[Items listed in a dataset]

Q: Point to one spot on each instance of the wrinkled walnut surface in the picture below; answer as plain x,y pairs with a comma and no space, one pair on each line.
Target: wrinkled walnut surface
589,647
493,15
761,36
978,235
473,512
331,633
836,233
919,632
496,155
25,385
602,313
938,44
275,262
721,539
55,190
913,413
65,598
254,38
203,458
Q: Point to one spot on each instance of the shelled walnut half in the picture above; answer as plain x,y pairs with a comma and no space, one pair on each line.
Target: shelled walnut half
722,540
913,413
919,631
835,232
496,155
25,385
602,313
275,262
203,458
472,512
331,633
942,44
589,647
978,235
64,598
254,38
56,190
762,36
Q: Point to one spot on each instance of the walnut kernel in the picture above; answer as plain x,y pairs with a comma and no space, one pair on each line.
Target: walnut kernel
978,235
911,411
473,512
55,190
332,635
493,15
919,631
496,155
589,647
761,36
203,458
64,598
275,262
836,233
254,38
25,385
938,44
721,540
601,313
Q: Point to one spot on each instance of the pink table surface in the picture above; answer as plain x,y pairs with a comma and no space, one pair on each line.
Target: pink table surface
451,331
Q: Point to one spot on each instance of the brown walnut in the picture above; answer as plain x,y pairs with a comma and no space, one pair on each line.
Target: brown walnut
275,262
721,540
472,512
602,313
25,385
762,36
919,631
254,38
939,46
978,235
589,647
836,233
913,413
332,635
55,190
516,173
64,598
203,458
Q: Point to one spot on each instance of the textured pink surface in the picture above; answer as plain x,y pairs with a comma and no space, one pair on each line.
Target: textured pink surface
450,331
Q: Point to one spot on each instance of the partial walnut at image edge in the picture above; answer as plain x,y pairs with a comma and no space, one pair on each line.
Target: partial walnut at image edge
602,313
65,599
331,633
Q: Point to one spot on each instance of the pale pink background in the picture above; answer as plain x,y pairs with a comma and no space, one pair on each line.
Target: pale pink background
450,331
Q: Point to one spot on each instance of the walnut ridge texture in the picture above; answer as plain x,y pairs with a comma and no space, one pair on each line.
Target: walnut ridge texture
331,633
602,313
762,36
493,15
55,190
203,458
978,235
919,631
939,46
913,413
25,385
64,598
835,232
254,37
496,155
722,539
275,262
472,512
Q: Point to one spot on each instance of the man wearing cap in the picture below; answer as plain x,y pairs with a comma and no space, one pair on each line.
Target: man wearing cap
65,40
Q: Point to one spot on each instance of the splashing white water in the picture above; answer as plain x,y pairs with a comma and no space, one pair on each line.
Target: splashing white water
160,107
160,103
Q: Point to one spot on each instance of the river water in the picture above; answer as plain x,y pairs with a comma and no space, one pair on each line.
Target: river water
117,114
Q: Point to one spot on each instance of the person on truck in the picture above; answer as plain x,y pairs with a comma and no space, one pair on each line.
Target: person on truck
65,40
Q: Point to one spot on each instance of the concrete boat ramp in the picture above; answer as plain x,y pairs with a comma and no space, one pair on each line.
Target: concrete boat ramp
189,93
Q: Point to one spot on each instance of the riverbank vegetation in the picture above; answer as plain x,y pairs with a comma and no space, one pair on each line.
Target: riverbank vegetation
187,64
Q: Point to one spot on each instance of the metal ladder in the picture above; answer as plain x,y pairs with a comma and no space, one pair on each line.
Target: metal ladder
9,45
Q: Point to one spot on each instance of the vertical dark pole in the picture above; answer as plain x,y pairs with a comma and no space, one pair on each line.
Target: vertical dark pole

DO THIS:
Could you format every line of the entries above as a JSON list of strings, with one string per line and blank lines left out?

ANSWER TO THE PROBLEM:
[
  "Q: Point to one spot on each instance of the wrinkled walnut surface in the picture below; answer as plain x,y pairs with a comma and no space, one pair on each line.",
  "Target: wrinkled walnut surface",
  "589,647",
  "493,15",
  "761,36",
  "978,235",
  "473,512",
  "331,633",
  "836,233",
  "919,632",
  "496,155",
  "25,385",
  "602,313",
  "938,44",
  "275,262",
  "721,539",
  "55,190",
  "913,413",
  "65,598",
  "254,38",
  "203,458",
  "Q: Point to one spot on each instance of the shelled walnut half in the picture above; answer as plain x,y pairs with a comma and no space, one pair on each line.",
  "Target: shelled walnut half",
  "722,540",
  "913,413",
  "919,631",
  "835,232",
  "496,155",
  "25,385",
  "602,313",
  "275,262",
  "203,458",
  "472,512",
  "331,633",
  "942,44",
  "589,647",
  "978,235",
  "64,598",
  "254,38",
  "56,190",
  "762,36",
  "Q: Point to one spot on each instance of the walnut kernel in the picture above; answer as plain x,y pairs with a comma and no space, one pair on each line.",
  "Target: walnut kernel",
  "978,235",
  "911,411",
  "473,512",
  "55,190",
  "332,635",
  "493,15",
  "919,631",
  "496,155",
  "589,647",
  "761,36",
  "203,458",
  "64,598",
  "275,262",
  "836,233",
  "254,38",
  "25,385",
  "938,44",
  "721,540",
  "601,313",
  "Q: Point to one spot on each instance of the pink table surface in the picture above; answer as plain x,y pairs with a comma and no space, one pair on each line.",
  "Target: pink table surface",
  "451,331",
  "Q: Point to one spot on each instance of the brown walnut in the picture above; answer as plain x,y pairs with a comma and no space, one pair on each line.",
  "Target: brown walnut",
  "275,262",
  "721,540",
  "472,512",
  "602,313",
  "25,385",
  "762,36",
  "919,631",
  "254,38",
  "939,46",
  "978,235",
  "589,647",
  "836,233",
  "913,413",
  "332,635",
  "55,190",
  "516,173",
  "64,598",
  "203,458",
  "Q: Point to one spot on each instance of the textured pink surface in the picture above; answer as plain x,y pairs with a comma and no space, one pair on each line.",
  "Target: textured pink surface",
  "450,331",
  "Q: Point to one spot on each instance of the partial walnut at image edge in the picture above; answer as plain x,y pairs with a comma and no space, one pair on each line.",
  "Target: partial walnut at image edge",
  "602,313",
  "65,599",
  "331,633",
  "Q: Point to one spot on each instance of the pale pink background in the picture above; answer as plain x,y pairs with a comma and no space, one pair on each line.",
  "Target: pale pink background",
  "450,331",
  "Q: Point to one spot on each instance of the walnut ridge texture in the picture above; answer as plain x,y pairs with a comma and no space, one pair on each line.",
  "Target: walnut ridge texture",
  "331,633",
  "602,313",
  "762,36",
  "493,15",
  "55,190",
  "203,458",
  "978,235",
  "919,631",
  "939,46",
  "913,413",
  "25,385",
  "64,598",
  "835,232",
  "254,37",
  "496,155",
  "722,539",
  "275,262",
  "472,512",
  "Q: Point to one spot on each instance of the man wearing cap in the picture below; answer as plain x,y pairs with a comma and no space, one pair on each line.",
  "Target: man wearing cap",
  "65,40",
  "Q: Point to one spot on each instance of the splashing white water in the picture above; answer as plain x,y pairs with a comma and no space, one pair on each line.",
  "Target: splashing white water",
  "160,107",
  "160,103",
  "Q: Point to one spot on each instance of the river water in the picture above; answer as plain x,y pairs with a comma and no space, one pair on each line.",
  "Target: river water",
  "117,114",
  "Q: Point to one spot on each instance of the person on truck in the picture above; answer as plain x,y pairs with a comma and no space, one pair on each line.",
  "Target: person on truck",
  "65,40",
  "Q: Point to one spot on each instance of the concrete boat ramp in the picture above; answer as plain x,y pairs with a comma and no space, one pair on each line.",
  "Target: concrete boat ramp",
  "189,93",
  "Q: Point to one spot on each instance of the riverbank vegetation in the picture above; answer as plain x,y pairs with a comma and no space, one pair on each line.",
  "Target: riverbank vegetation",
  "187,64",
  "Q: Point to one spot on each instance of the metal ladder in the picture above; answer as plain x,y pairs with a comma and no space, one pair on each line.",
  "Target: metal ladder",
  "9,45",
  "Q: Point to one spot on each instance of the vertical dark pole in the picture above; answer as plain x,y pairs with a comma and no space, one pair on each line.",
  "Target: vertical dark pole"
]